[Start of Listing]

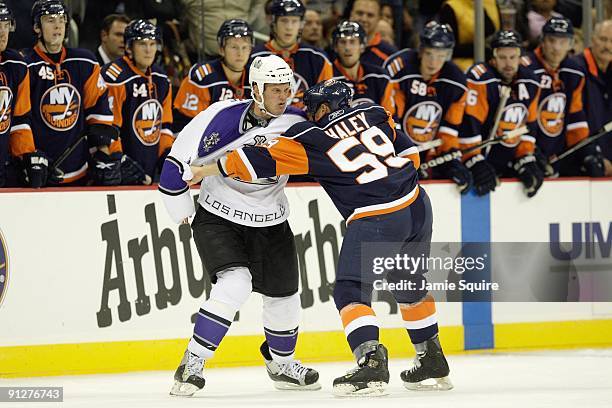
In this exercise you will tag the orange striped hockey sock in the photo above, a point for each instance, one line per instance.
(360, 325)
(420, 319)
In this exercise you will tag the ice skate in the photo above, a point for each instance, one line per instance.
(369, 378)
(430, 370)
(188, 377)
(290, 376)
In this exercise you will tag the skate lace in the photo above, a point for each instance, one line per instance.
(416, 366)
(194, 364)
(294, 369)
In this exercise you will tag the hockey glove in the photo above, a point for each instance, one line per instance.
(485, 178)
(529, 173)
(593, 161)
(132, 172)
(104, 169)
(456, 171)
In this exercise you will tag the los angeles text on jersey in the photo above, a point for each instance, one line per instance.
(242, 215)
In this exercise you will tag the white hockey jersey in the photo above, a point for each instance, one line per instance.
(212, 133)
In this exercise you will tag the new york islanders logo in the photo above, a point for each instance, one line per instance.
(60, 107)
(551, 114)
(3, 268)
(147, 121)
(6, 107)
(513, 117)
(422, 120)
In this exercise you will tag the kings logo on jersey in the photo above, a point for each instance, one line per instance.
(60, 106)
(6, 103)
(551, 114)
(422, 120)
(3, 268)
(147, 121)
(513, 117)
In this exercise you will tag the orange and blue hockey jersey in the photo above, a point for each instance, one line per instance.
(371, 85)
(205, 85)
(309, 64)
(561, 118)
(15, 131)
(142, 109)
(66, 97)
(484, 84)
(365, 165)
(429, 109)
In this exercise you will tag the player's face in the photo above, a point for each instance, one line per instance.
(113, 40)
(432, 60)
(143, 52)
(236, 52)
(555, 48)
(348, 50)
(507, 60)
(366, 13)
(602, 44)
(276, 96)
(313, 27)
(5, 29)
(53, 29)
(287, 29)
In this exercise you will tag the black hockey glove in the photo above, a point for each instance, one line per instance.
(485, 178)
(132, 172)
(593, 161)
(456, 171)
(529, 173)
(104, 169)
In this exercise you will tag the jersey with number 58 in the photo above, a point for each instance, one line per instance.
(142, 109)
(356, 154)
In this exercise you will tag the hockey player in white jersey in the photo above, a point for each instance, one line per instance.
(240, 229)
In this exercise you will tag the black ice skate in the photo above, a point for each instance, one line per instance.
(289, 376)
(370, 377)
(188, 377)
(430, 370)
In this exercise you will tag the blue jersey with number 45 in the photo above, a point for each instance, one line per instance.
(364, 164)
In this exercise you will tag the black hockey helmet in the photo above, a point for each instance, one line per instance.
(506, 38)
(349, 29)
(234, 28)
(558, 26)
(48, 8)
(437, 35)
(335, 93)
(141, 30)
(7, 15)
(280, 8)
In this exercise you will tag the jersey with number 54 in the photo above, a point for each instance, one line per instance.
(365, 165)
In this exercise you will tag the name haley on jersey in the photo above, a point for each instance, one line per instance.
(351, 153)
(142, 108)
(205, 85)
(66, 97)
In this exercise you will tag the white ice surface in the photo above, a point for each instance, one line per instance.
(556, 379)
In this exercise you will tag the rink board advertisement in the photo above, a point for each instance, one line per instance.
(88, 276)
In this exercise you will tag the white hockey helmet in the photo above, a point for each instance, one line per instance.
(270, 69)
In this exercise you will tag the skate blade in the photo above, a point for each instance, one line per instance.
(285, 386)
(181, 389)
(431, 384)
(374, 389)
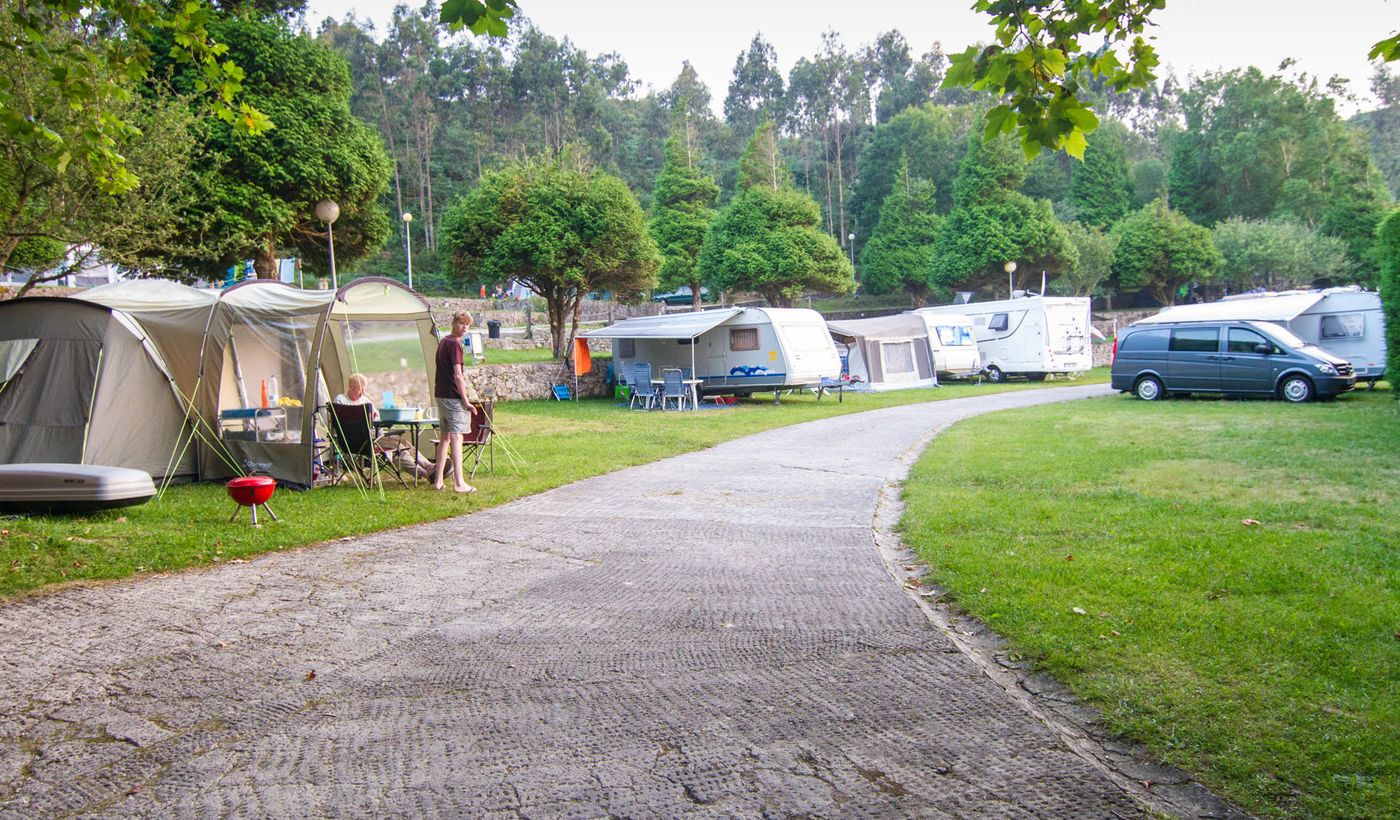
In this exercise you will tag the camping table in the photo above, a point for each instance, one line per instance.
(692, 384)
(410, 426)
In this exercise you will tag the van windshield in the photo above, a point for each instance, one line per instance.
(1281, 335)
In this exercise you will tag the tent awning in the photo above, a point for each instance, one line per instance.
(672, 326)
(896, 326)
(1264, 309)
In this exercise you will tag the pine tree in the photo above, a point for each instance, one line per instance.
(769, 237)
(1099, 186)
(683, 207)
(899, 255)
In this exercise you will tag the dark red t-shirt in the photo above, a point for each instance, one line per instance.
(448, 356)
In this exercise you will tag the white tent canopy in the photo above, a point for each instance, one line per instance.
(1266, 308)
(667, 326)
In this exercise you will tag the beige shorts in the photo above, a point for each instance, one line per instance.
(452, 416)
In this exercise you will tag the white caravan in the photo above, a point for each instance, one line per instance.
(731, 350)
(1029, 336)
(954, 340)
(1346, 322)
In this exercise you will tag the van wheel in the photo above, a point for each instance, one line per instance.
(1297, 389)
(1148, 389)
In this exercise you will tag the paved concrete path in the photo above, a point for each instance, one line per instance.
(713, 634)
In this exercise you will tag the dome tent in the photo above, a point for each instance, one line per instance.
(300, 347)
(84, 382)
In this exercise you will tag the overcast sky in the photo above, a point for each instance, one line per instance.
(1329, 37)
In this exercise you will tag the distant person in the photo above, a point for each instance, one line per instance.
(454, 399)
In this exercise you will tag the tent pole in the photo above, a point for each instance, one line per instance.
(87, 426)
(238, 370)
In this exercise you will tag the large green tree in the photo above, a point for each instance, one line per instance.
(51, 214)
(682, 210)
(993, 223)
(1099, 186)
(1388, 244)
(258, 196)
(1094, 263)
(933, 139)
(1273, 147)
(560, 227)
(769, 237)
(1277, 255)
(899, 255)
(1161, 251)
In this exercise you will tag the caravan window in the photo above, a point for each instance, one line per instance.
(744, 337)
(1343, 326)
(955, 336)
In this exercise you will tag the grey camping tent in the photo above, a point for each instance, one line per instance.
(84, 384)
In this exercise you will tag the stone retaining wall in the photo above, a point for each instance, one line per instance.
(517, 382)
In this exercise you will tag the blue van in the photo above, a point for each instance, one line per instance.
(1260, 358)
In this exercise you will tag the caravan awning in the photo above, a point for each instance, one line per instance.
(672, 326)
(896, 326)
(1284, 308)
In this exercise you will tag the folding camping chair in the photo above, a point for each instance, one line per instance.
(482, 438)
(353, 445)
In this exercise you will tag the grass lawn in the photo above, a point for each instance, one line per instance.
(560, 442)
(1220, 577)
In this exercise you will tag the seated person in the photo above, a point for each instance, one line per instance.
(401, 445)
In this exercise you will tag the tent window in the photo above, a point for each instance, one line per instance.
(1343, 326)
(13, 354)
(898, 358)
(389, 356)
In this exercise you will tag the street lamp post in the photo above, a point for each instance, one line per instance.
(328, 211)
(408, 245)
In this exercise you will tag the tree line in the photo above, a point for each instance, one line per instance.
(1231, 181)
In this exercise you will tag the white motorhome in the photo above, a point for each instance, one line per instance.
(1029, 335)
(730, 350)
(1347, 322)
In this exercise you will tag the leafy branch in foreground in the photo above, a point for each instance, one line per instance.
(95, 53)
(1039, 66)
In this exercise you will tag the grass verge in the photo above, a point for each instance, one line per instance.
(1218, 577)
(560, 442)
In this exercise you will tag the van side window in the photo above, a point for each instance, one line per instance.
(1343, 326)
(1144, 340)
(744, 337)
(1196, 339)
(1243, 340)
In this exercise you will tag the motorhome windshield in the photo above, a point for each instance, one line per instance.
(1283, 335)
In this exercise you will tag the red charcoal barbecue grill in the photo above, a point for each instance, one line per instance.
(251, 491)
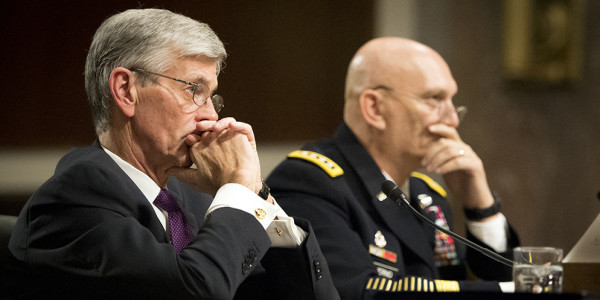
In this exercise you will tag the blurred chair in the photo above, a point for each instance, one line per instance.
(7, 223)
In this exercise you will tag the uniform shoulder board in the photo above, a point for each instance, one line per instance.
(320, 160)
(431, 183)
(412, 284)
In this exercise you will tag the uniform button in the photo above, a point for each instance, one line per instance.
(260, 213)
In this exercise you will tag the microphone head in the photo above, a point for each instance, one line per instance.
(393, 192)
(388, 187)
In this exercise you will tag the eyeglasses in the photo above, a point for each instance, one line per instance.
(199, 91)
(436, 105)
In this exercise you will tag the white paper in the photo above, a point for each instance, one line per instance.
(587, 249)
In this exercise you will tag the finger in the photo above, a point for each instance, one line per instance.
(444, 131)
(205, 125)
(223, 124)
(192, 139)
(245, 129)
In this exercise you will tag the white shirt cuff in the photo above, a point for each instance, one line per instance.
(283, 232)
(493, 232)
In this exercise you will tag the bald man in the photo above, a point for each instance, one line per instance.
(398, 118)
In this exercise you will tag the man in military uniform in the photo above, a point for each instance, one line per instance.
(398, 118)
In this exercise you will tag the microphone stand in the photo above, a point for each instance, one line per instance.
(395, 193)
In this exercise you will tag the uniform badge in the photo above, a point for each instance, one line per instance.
(424, 200)
(380, 239)
(383, 253)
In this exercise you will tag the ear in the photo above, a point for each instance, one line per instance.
(122, 89)
(372, 108)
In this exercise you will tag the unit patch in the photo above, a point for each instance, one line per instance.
(383, 253)
(320, 160)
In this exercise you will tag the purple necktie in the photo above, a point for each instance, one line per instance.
(180, 230)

[End of Listing]

*The request:* Please convert the lines from the one containing "In this exercise you will tag the bald" through the end of the entries above, inclusive, into a JSON list of strings with one string per line, omitting blank lines.

*Written reply:*
[
  "In this exercise you will tag the bald man in the photo above, a point for each instance, one line per instance.",
  "(398, 118)",
  "In this exercise you will tag the man in military uniform in the photo above, a point for each instance, one line per instance.",
  "(398, 118)",
  "In this exercise you will tag the microphone stand in the photo above, a point for each instance, one line per instance.",
  "(395, 193)",
  "In this exercise you will tag the uniform badge in the photo above, a point for each instance, one line per instance.",
  "(424, 200)",
  "(380, 239)",
  "(383, 253)",
  "In this exercise you will tag the ear in the photo above, a point for each instance, one line per instance.",
  "(122, 89)",
  "(372, 108)",
  "In this exercise you will tag the unit patch in the photo above, a point for each instance, one line per instance.",
  "(383, 253)",
  "(320, 160)",
  "In this exercise you will tag the purple necktie in the photo above, a point for each instance, one line per instance.",
  "(180, 230)"
]